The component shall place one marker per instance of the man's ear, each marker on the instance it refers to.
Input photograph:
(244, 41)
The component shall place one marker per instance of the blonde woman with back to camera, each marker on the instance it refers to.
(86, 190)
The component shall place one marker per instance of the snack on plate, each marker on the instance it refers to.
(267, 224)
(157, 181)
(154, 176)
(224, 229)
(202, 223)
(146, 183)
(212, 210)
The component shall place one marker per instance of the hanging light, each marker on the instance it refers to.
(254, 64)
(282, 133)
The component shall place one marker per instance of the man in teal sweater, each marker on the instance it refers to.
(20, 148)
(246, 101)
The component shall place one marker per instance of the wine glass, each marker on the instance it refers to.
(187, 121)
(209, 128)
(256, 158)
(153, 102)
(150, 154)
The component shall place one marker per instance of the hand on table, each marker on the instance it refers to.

...

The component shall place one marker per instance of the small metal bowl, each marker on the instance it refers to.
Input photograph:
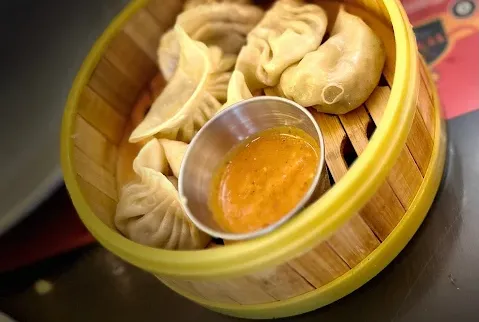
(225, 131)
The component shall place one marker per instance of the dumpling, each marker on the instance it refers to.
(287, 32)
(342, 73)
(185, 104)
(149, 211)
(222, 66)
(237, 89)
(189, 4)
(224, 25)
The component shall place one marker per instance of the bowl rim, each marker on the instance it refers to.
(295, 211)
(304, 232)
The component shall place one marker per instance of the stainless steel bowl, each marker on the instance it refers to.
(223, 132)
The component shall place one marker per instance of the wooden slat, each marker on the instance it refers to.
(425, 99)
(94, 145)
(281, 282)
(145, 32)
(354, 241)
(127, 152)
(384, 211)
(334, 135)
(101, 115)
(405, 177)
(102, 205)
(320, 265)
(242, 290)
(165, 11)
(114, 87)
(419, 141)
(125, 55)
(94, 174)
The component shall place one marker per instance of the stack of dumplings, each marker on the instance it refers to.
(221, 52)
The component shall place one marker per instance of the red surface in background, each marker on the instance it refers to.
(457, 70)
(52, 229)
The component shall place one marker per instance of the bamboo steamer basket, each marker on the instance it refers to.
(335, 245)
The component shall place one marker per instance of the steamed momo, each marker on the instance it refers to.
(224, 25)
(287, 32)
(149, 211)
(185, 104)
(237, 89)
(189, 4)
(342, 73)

...

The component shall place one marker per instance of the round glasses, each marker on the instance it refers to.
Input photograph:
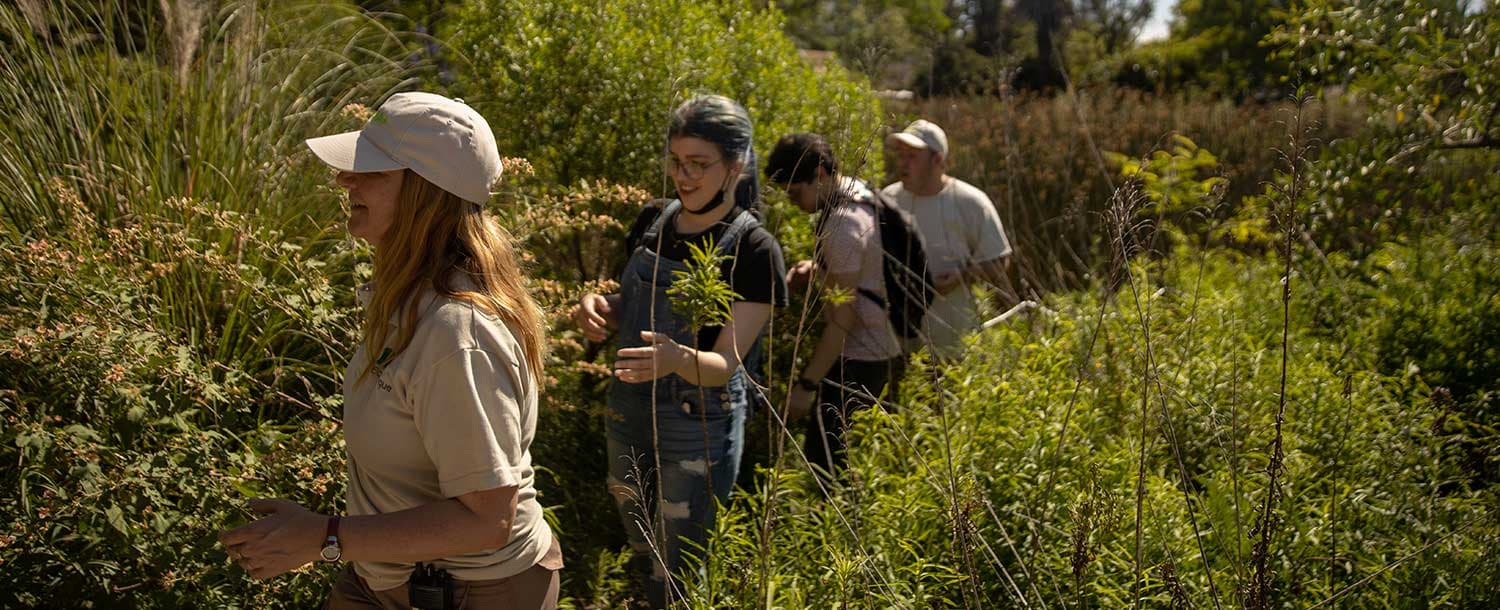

◆ **WORK REQUIRED**:
Copy out, in full, each line of the data above that contains the word "bowl".

◆ **IN RESPONSE**:
The component shall place one marker per instance of the small metal bowl, each marker on the instance it refers to.
The component shall place one marker per instance of the bowl rim, each marker on the instance it refers to.
The component shall place one marker per instance of the stainless steel bowl, each marker on the instance it refers to.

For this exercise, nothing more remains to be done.